BRIEF A: In the news article about the malpractice suit against the two hospitals, where was Michelle Anderson's encephalitis finally diagnosed correctly?
BRIEF B: Pick up the news article about the malpractice suit against the two hospitals and continue it from its last sentence.

** QUOTED PASSAGE follows **

Hospitals Off Hook for Independent Liability in Suit
By Brian Kelly, Watertown Daily Times, N.Y.
Jun. 26–A state Supreme Court judge has prohibited a former north country woman from presenting claims of independent liability against two medical facilities when her malpractice suit goes to a second trial in September.
Judge Peter A. Schwerzmann said in a decision filed Tuesday at the Jefferson County clerk’s office that it is possible a jury still may find Samaritan Medical Center and the now-defunct Mercy Hospital “vicariously liable” for injuries suffered in 1993 by Michelle Anderson, now of New Mexico.
Mrs. Anderson sued the facilities and several doctors in 1996 after she was committed to the mental health ward at Mercy with a diagnosis of depression when she actually was suffering from a rare form of encephalitis, a viral disorder that causes inflammation of the brain. The inflammation caused permanent damage to her brain before the proper diagnosis was made at Walter Reed Army Medical Hospital in Washington, D.C.
Mrs. Anderson’s case has produced one of the longest jury trials in Jefferson County history. A 2005 trial lasted six weeks, with a jury clearing Mercy, Samaritan and the doctors of any wrongdoing.
She asked Judge Schwerzmann to set aside the verdict, arguing that the weight of evidence presented at the trial was counter to the verdict. In March 2006, the judge denied the motion and two months later dismissed Mrs. Anderson’s complaint against all defendants, citing the jury’s verdict.
She appealed to the state Appellate Division, Fourth Department, which last July reversed Judge Schwerzmann’s order dismissing the complaint and ordered a new trial. The appellate court followed up the reversal in March, ordering that the new trial consider only the issue of an “error of judgment” charge, which related to just one physician, Dr. Maritza Santana.

** End of QUOTED PASSAGE **
** STORED DATA follows **

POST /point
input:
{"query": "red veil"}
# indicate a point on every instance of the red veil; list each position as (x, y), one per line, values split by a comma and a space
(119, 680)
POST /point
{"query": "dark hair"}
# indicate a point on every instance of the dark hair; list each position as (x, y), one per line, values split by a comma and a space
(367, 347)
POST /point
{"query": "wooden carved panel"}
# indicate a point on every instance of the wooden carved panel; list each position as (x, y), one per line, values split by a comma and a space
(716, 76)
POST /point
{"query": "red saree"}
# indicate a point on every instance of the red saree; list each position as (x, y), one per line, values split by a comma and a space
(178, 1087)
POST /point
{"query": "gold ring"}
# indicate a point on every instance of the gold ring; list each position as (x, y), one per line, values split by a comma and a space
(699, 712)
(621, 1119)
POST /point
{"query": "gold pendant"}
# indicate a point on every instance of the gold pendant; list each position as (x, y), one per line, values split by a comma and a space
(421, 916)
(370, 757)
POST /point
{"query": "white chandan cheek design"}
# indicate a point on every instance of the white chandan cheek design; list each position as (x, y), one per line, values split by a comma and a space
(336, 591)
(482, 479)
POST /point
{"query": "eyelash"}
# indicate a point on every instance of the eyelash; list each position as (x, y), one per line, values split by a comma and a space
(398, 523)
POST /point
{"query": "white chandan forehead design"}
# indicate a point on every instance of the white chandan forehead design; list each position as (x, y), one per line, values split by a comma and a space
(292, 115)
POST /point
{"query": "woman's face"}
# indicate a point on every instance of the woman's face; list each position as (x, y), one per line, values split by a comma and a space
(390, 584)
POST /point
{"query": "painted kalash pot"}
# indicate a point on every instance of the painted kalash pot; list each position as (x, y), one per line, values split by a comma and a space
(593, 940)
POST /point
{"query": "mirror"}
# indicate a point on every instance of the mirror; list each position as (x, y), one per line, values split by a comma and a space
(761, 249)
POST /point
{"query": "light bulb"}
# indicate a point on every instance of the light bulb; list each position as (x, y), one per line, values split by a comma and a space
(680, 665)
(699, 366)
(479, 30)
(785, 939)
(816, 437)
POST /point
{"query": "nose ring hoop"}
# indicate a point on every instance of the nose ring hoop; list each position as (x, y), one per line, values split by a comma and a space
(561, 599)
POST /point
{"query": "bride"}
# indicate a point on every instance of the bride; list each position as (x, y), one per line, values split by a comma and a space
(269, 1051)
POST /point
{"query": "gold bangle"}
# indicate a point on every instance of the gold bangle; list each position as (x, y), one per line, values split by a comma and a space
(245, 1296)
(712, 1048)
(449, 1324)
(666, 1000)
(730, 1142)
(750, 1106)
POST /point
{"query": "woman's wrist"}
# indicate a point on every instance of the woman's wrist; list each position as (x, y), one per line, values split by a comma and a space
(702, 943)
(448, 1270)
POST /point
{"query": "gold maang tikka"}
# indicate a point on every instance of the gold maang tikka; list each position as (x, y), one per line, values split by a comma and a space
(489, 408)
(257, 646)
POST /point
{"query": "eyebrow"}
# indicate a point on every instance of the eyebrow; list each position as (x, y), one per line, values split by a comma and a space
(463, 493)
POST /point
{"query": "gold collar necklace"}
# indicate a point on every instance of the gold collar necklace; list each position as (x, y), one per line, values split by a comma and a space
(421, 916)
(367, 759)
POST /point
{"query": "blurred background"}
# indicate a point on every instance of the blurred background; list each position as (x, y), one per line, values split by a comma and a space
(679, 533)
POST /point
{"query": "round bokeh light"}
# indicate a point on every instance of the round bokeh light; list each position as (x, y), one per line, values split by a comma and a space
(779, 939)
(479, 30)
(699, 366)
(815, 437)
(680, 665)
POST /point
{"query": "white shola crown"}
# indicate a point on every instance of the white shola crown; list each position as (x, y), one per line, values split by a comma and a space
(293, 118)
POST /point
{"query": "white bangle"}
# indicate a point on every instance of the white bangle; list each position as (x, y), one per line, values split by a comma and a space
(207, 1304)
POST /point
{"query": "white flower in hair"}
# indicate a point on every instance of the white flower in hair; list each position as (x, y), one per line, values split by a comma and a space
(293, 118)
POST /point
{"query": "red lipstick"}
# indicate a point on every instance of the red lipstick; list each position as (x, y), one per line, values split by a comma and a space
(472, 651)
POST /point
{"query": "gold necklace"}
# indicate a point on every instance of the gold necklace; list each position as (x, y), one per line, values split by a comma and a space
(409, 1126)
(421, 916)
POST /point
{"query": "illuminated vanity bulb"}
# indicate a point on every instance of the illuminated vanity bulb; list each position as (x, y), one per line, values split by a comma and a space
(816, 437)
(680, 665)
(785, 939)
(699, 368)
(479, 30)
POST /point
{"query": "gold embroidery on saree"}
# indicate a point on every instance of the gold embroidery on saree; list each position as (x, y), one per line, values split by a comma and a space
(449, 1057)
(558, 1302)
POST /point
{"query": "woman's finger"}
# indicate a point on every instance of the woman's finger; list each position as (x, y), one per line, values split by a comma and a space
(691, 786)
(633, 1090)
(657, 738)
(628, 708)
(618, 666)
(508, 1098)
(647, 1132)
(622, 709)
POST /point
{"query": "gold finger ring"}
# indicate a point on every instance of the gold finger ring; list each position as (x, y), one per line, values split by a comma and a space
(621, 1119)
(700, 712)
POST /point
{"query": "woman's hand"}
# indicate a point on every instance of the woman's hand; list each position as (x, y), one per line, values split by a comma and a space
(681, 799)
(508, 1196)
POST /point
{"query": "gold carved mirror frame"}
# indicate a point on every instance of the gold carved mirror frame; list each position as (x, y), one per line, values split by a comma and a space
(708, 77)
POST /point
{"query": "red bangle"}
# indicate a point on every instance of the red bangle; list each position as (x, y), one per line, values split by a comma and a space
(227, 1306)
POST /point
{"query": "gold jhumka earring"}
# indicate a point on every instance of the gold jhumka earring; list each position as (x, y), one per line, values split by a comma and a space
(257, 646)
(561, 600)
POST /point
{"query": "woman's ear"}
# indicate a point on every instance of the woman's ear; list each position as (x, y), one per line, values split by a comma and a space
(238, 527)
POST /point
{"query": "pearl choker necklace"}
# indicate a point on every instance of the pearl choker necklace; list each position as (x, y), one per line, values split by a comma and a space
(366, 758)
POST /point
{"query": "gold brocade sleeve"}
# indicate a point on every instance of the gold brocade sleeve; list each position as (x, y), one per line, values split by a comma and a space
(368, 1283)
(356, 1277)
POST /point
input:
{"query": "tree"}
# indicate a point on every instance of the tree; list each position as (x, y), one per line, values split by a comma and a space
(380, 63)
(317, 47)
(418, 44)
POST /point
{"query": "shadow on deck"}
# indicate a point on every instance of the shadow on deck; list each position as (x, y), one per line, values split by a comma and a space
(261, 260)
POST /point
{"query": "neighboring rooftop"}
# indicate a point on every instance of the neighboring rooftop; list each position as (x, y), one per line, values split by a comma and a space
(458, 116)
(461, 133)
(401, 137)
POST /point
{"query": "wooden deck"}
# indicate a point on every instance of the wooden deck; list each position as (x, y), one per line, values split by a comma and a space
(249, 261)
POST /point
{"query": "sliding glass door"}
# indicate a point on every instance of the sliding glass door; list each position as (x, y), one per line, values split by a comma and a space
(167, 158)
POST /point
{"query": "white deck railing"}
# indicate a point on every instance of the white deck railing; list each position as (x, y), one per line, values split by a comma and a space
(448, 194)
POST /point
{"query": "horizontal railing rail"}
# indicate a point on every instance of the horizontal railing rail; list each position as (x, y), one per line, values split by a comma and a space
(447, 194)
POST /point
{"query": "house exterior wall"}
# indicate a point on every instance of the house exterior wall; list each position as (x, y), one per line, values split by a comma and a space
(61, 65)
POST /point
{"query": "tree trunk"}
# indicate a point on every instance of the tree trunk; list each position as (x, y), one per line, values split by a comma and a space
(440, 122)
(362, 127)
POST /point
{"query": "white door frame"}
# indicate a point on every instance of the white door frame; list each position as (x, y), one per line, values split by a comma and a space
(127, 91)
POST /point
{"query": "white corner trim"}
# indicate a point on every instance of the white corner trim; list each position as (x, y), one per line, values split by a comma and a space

** End of STORED DATA **

RESPONSE BOX A: At Walter Reed Army Medical Hospital in Washington, D.C.

RESPONSE BOX B:
Dr. Santana was a psychiatrist at Mercy when she treated Mrs. Anderson. It is claimed in the suit she was negligent because she accepted the mental illness diagnosis provided by psychiatrists at Guthrie Ambulatory Health Care Clinic on Fort Drum without considering a possible neurological cause for Mrs. Anderson’s illness.
Samaritan and Mercy contended that the appellate court’s March ruling essentially dismissed them from the lawsuit and asked that the issue of any liability on their part not be allowed at the new trial. Mercy ran its mental health ward in 1993 under an operating agreement with Samaritan, and its doctors, including Dr. Santana, were considered Mercy employees. In 1994, Samaritan took over the ward and its workers became Samaritan employees.
Judge Schwerzmann agreed that Mrs. Anderson should not be allowed at trial to assert any claims of independent liability against the two hospitals. However, in the event Dr. Santana is found negligent, the jury can determine whether Samaritan or Mercy is vicariously liable.